提供テキスト:
⁂
会長のコラム 100
5月の本コラムは、記念すべき100回目となります、これが偶然にも4月のエイプリルフールの記事と言う事で何か嘘臭い感じとなりまして、それが理由と言う事ではありませんが、特別なことは何もしないことにします。
因みに、この100回目コラムは4月の出来事を5月連休中に書いています。そして、会社出勤の初日に当社HP担当に渡してアップされますので、時象のタイミングがズレますがその点ご配慮頂いてお読み頂くと幸甚で御座います。
3月のフィレンツェ歌劇場の日本公演は、本国からの帰国命令で公演がキャンセルになってしまい大変残念でありました。しかし、指揮者のスビンメータさんはその為かどうかは分かりませんが日本に取って返してベートーベンの第九をN協で振って日本のファンを湧かせてくれました。日本贔屓と言われているメータさんならではの行為ですが、大半の海外アーティスト達も少しは見習って欲しいものです。
新国立劇場の4月公演R・シュトラウス/「ばらの騎手」は、外国人アーティストのキャンセルで公演の開催に支障を来たし、4月の初日公演はキャンセルとなりました。初日以降の公演については、劇場の努力によって日本人キャストに変わっての公演となりましたが、私としては何とコメントして良いのか言葉を失っています。毎回公演ごとに、初日公演のチケットを購入している私としては、期待し楽しみにしていたオペラ公演でしたが、この「バラの騎士」公演はキャンセルと言う結果になってしまいました。
このような情況から考えるに、6月に予定されているメトロポリタンオペラの公演は大丈夫なのでしょうか、私は全ての公演チケットが手元にあります。これからの公演がキャンセルと言うのも現実味を帯びてきまして、憂鬱にならざるを得ません、だからと言って、公演主催者の身になってみると、「どうしてくれる?」とねじ込む気にもなりませんから、益々ストレスが溜る時を過ごしています。
1. 黒木岩寿 低弦の饗宴コンサート 津田ホール
2. 神奈川フィル定期演奏会
3. 新しい試聴室
4. プロジェクターの設置
5. ハイエンド・オーディオに付いて思う事
1. 黒木岩寿 低弦の饗宴コンサート 津田ホール
「低弦の饗宴」と題するこのコンサートは、東京フィルハーモニーのコントラバス首席を勤める黒木岩寿とチェロ首席の金木博幸、それにピアノの鈴木慎崇によるコンサートで、4月10日桜の満開時に津田ホールにて行われました。
黒木さんがコントラバス、金木さんがチェロと言う東京フィルに於ける首席同士で普段オケ活動を共にされている人同士のそのアンサンブルの素晴らしさは心の癒しそのものでありました。コントラバスと言えばメロディーに縁が無いから面白くないなどと見当違いな事を言う人がいますがとんでもない事で、オーケストラの土台を担う楽器はそれだけ取り出して聞いても実に聞き応えのある楽器でありまして、奏者が優れていなければそれこそ「様」にならない楽器と言えるでしょう、そのコントラバスとチェロの名手金木さんのコラボそして鈴木さんの馴染みのピアノ伴奏が加わって、聴く者をしばしの小宇宙探索気分にさせられるものでした。
⁂
ラベル付き領域データの抜粋
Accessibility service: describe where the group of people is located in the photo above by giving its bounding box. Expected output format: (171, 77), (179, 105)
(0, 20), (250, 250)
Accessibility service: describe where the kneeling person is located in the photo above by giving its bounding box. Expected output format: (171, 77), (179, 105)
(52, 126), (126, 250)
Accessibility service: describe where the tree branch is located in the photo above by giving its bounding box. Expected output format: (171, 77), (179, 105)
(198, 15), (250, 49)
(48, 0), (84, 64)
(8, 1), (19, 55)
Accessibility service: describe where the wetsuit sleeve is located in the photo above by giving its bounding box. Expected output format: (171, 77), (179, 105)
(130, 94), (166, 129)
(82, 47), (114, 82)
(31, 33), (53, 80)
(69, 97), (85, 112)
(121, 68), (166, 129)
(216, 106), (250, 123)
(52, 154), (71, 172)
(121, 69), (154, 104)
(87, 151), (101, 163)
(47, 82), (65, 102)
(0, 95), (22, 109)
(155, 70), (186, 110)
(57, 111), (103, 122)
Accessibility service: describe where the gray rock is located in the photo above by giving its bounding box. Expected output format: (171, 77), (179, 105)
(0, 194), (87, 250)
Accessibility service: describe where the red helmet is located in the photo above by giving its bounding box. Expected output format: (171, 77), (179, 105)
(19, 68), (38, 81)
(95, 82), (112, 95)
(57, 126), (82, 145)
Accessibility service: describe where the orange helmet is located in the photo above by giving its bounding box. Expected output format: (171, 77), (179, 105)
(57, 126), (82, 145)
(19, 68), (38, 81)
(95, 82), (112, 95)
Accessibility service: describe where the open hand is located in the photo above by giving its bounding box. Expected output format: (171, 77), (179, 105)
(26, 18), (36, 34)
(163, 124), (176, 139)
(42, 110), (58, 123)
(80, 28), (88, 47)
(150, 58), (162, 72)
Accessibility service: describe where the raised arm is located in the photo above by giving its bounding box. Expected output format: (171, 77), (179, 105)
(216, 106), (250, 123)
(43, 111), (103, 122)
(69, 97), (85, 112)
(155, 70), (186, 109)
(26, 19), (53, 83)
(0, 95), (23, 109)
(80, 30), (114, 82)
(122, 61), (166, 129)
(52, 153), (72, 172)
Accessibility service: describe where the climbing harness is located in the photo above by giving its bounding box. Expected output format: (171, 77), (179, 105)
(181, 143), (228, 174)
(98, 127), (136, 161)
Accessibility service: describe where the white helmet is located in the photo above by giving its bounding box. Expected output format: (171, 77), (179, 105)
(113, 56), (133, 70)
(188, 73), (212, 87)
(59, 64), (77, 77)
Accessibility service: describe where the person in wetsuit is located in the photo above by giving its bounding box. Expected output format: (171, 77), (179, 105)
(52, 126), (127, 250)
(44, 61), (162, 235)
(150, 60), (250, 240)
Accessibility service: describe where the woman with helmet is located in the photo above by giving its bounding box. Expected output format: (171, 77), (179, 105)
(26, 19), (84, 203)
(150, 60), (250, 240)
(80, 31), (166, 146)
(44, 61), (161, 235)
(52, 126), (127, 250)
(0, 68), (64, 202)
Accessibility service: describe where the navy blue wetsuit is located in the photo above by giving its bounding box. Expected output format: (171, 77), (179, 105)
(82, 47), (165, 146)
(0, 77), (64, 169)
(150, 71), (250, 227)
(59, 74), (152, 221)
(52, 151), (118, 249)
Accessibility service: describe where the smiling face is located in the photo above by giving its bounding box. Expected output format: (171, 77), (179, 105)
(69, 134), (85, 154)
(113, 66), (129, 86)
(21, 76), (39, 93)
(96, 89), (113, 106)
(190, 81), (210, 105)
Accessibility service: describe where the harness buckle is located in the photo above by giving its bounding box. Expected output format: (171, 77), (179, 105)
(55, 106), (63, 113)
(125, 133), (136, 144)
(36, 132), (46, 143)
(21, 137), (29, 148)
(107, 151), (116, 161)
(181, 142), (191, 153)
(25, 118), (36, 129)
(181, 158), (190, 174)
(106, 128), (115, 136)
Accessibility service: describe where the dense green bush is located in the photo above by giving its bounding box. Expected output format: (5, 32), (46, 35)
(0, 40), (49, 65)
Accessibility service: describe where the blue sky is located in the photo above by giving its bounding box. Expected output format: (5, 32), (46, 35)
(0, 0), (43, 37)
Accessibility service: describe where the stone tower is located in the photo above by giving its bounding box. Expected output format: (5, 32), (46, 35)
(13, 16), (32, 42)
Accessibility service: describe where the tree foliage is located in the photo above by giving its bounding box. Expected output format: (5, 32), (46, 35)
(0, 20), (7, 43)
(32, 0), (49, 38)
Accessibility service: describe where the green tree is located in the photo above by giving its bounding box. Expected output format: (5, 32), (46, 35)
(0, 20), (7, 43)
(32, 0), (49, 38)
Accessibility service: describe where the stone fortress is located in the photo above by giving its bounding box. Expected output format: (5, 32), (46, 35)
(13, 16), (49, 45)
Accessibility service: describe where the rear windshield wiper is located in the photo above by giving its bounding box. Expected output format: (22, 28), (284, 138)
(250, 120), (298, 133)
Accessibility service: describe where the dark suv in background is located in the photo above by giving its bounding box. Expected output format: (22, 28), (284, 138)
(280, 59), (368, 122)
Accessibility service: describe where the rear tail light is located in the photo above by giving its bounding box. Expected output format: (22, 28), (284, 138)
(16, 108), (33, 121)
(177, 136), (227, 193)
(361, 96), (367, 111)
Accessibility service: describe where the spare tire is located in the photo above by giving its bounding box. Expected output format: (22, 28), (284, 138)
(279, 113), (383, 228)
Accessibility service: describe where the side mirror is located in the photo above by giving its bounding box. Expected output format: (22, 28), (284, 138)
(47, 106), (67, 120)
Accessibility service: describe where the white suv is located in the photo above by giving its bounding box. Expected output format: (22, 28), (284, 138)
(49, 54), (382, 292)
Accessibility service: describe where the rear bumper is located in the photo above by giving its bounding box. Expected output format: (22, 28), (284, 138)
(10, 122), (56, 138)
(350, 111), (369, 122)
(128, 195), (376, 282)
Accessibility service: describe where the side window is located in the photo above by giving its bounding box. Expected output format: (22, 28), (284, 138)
⁂
課題一覧:
1/ 上に示したデータの行のうち、「Accessibility service: describe where the harness」を含む行から始まり「(181, 158), (190, 174)」を含む行で終わる範囲を、両端の行も含めて一字一句違えずに書き写してください。
2/ 会長のコラムの続きを、示されている最後の文の後から書き継いでください。

各課題の解答:
1/
Accessibility service: describe where the harness buckle is located in the photo above by giving its bounding box. Expected output format: (171, 77), (179, 105)
(55, 106), (63, 113)
(125, 133), (136, 144)
(36, 132), (46, 143)
(21, 137), (29, 148)
(107, 151), (116, 161)
(181, 142), (191, 153)
(25, 118), (36, 129)
(181, 158), (190, 174)

2/
ちなみに、黒木さんとは音楽好きのマスターが経営する「レストラン凡手」の常連仲間です、金木さんは黒木さんのお隣の住人、そしてコンサートホール「ムジカーサ」のオーナー黒田さんがレストランの常連と言う関係です。そのレストラン「凡手」は、コラム99にてご紹介の通り今は在りません。
2. 神奈川フィル定期演奏会
3月に引き続いて金聖響のマラーシリーズ、今月はマーラー/交響曲第7番「夜の唄」で4月23日横浜みなとみらいホールにて行われ聞いてきました。
マーラー/交響曲7番と言うのは、演奏機会の少ない曲で私も生演奏を聴くのは初めてでした。もちろん数あるマーラー交響曲シリーズのソフトは数種もっており、時々聞いていますが、正直難解で面白くないと言うのが実感であり、通して聴くことは滅多に有りません。
その7番を生演奏で90分近く休憩なしで聴いてみると、マーラーの凄さとその哲学の片鱗を理解できたような気がして、生演奏の凄さに異常なものを感じました。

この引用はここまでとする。